---------- Source data ----------
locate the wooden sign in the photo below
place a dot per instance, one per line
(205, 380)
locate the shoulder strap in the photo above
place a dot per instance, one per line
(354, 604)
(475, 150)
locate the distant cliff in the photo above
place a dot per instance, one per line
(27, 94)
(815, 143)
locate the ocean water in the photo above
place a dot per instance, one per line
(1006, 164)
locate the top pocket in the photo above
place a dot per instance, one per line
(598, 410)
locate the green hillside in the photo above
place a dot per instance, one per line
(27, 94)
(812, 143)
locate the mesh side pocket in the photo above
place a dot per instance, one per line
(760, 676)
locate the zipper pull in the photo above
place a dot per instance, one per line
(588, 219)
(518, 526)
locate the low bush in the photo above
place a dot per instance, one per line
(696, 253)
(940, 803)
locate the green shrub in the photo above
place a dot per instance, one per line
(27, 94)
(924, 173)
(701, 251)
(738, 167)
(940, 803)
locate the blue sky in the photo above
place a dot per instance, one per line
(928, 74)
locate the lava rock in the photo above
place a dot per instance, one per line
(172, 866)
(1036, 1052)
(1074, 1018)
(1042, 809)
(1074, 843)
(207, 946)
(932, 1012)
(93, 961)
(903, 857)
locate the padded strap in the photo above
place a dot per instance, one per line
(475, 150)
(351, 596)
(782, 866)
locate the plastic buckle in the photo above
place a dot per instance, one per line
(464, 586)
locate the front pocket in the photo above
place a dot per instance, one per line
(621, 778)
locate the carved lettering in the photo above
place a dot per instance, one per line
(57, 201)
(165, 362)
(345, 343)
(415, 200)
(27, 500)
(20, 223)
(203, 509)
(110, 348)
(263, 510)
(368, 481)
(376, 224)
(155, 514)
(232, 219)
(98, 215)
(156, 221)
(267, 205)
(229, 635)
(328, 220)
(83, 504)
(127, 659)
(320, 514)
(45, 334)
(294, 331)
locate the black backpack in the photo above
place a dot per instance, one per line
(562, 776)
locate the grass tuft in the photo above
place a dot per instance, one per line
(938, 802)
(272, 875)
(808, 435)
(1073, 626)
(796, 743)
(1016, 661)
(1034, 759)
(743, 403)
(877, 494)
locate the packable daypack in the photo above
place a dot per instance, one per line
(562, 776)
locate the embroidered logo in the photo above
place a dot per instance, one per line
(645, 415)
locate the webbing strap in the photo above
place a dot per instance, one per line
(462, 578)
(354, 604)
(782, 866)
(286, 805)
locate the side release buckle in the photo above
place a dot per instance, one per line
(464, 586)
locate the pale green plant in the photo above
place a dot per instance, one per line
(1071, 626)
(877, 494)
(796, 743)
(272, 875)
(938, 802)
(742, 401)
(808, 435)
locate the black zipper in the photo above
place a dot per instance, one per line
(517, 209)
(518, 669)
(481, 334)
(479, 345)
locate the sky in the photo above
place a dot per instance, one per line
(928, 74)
----------
=== Your objective ===
Please find each line in the records above that holds the word "black", and copy it.

=== Result for this exercise ===
locate the black backpack in the photo above
locate the black zipper in the photo above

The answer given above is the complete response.